→ **RECORDS FOR THE EXERCISE**:
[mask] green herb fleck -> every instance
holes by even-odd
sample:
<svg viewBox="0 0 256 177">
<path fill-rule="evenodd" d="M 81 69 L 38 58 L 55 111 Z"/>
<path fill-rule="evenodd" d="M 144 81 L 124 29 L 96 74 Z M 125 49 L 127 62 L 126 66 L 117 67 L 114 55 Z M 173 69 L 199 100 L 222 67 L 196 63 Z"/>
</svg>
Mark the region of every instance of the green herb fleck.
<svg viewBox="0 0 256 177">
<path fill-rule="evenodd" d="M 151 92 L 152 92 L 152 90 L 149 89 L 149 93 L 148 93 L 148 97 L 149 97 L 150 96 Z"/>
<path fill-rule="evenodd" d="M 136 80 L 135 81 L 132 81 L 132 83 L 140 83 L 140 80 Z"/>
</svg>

→ **PROBLEM**: Copy the listing above in full, requests included, and add -123 to every number in the answer outlines, both the viewBox values and the path coordinates. Keep the requests and their sample outline unchanged.

→ **RIGHT ANSWER**:
[mask] green herb fleck -> every instance
holes by even-odd
sample:
<svg viewBox="0 0 256 177">
<path fill-rule="evenodd" d="M 81 69 L 38 58 L 55 111 Z"/>
<path fill-rule="evenodd" d="M 144 81 L 124 29 L 96 74 Z M 125 49 L 127 62 L 126 66 L 117 67 L 114 55 Z M 173 69 L 199 100 L 222 67 L 196 63 Z"/>
</svg>
Mark the region of every instance of the green herb fleck.
<svg viewBox="-123 -123 133 54">
<path fill-rule="evenodd" d="M 28 -31 L 29 -31 L 29 -33 L 26 -34 L 26 -30 L 25 -30 L 25 -26 L 26 -26 L 27 -27 Z"/>
<path fill-rule="evenodd" d="M 13 -43 L 12 -42 L 9 -42 L 9 -40 L 17 -40 L 17 -43 Z"/>
</svg>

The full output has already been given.